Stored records
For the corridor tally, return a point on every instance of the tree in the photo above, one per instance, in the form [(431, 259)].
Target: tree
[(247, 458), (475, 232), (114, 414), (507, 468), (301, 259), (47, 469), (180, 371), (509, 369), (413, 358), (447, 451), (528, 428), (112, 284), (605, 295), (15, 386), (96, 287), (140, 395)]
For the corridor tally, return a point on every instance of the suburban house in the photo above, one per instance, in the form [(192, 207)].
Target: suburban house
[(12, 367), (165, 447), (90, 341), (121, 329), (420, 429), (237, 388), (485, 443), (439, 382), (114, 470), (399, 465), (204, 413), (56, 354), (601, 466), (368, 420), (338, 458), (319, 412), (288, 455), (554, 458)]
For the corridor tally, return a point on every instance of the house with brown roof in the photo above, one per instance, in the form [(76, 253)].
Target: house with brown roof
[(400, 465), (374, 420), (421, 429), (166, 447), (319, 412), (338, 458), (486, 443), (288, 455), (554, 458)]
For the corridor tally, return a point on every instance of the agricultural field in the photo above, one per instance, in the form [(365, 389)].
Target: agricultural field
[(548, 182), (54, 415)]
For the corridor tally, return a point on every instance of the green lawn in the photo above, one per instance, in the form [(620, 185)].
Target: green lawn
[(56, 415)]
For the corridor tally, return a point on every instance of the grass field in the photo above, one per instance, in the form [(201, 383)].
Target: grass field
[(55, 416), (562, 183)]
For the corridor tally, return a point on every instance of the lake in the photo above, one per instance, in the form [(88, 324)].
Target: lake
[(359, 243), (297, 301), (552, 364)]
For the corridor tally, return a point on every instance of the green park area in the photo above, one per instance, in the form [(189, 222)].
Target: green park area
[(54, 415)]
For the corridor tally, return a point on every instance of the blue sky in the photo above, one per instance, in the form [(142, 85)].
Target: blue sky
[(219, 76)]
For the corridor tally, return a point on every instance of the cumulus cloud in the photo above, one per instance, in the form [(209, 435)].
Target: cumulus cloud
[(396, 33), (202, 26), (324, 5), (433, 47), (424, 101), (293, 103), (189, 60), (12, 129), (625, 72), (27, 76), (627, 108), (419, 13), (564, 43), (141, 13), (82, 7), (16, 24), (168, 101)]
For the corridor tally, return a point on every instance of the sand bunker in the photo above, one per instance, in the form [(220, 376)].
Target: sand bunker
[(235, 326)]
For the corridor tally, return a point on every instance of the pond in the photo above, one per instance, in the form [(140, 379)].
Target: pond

* _Activity_
Look through the entries above and count each line holding "pond"; report the count alone.

* _Solved exercise_
2